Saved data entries
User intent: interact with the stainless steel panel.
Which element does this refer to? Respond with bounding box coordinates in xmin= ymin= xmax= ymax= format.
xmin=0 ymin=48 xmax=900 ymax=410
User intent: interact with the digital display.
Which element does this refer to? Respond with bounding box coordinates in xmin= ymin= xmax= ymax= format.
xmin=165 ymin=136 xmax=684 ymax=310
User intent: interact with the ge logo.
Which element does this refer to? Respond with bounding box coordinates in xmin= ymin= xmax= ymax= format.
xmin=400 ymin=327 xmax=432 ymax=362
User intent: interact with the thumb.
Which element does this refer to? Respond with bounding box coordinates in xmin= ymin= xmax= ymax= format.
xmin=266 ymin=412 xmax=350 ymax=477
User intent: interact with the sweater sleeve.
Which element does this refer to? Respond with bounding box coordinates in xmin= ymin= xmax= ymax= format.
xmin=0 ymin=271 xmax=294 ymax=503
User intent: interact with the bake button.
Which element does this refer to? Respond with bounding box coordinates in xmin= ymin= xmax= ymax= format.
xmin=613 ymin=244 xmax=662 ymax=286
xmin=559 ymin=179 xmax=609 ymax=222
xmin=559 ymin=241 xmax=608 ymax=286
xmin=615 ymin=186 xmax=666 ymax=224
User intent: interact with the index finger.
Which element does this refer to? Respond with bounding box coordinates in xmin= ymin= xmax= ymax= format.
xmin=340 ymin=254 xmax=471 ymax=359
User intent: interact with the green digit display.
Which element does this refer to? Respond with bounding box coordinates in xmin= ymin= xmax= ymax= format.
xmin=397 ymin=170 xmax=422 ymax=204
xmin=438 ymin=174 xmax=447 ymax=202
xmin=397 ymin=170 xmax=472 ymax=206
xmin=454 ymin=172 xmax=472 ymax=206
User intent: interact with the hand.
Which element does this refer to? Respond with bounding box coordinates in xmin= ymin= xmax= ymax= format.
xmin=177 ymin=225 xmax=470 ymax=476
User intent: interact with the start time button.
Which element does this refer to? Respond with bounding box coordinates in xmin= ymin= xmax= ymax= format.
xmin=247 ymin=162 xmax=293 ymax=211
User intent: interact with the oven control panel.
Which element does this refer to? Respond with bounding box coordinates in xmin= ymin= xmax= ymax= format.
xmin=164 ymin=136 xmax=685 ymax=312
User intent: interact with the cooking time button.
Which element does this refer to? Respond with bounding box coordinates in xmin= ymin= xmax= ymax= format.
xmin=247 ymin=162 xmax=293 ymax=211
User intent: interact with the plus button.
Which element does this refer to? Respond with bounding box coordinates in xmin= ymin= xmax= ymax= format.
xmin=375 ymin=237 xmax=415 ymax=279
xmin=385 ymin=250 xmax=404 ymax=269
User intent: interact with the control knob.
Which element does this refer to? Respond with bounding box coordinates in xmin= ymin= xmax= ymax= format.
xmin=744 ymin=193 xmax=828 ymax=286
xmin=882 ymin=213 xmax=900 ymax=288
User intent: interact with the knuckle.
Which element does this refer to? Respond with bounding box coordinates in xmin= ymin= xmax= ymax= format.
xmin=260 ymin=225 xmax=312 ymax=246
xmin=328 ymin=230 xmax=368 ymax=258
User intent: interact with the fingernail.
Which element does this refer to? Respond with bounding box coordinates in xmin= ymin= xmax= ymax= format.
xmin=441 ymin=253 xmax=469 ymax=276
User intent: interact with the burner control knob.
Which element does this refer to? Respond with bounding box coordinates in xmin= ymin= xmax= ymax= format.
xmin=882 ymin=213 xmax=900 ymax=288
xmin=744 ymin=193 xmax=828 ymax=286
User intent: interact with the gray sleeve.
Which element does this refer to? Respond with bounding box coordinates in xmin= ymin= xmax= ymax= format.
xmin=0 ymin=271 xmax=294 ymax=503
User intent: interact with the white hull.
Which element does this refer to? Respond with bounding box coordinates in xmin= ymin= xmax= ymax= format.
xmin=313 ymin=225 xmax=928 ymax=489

WHAT IS BEING ASKED
Recast the data between the lines holding "User intent: interact with the green" and "xmin=385 ymin=250 xmax=404 ymax=269", inclusive, as a two-column CSV with the headers input and output. Give one row per entry, with its text under input and its answer under output, each in a single quoted field with line breaks turned into spaces.

ANSWER TO THIS PROBLEM
input,output
"User intent: interact with the green digit display. Which element does this refer to? Respond with bounding box coordinates in xmin= ymin= xmax= ymax= format.","xmin=397 ymin=170 xmax=422 ymax=204 xmin=438 ymin=174 xmax=447 ymax=202 xmin=397 ymin=170 xmax=472 ymax=206 xmin=454 ymin=172 xmax=472 ymax=206"
"User intent: interact with the hand. Which element does this refer to? Respond with bounding box coordinates in xmin= ymin= xmax= ymax= format.","xmin=177 ymin=225 xmax=470 ymax=476"
"User intent: interact with the start time button. Which element does this refer to? Respond with bounding box coordinates in xmin= ymin= xmax= ymax= format.","xmin=247 ymin=162 xmax=293 ymax=211"
"User intent: interact with the oven control panel. Which element does this refer to? Respond with bounding box coordinates in xmin= ymin= xmax= ymax= format.","xmin=164 ymin=136 xmax=685 ymax=312"
"User intent: interact with the cooking time button. Which element does this refer to? Respond with bounding box coordinates in xmin= ymin= xmax= ymax= format.","xmin=247 ymin=162 xmax=293 ymax=211"
"User intent: interact with the plus button. Which element does this refer to? Respond with bounding box coordinates in xmin= ymin= xmax= ymax= format.","xmin=375 ymin=237 xmax=415 ymax=279 xmin=385 ymin=250 xmax=404 ymax=269"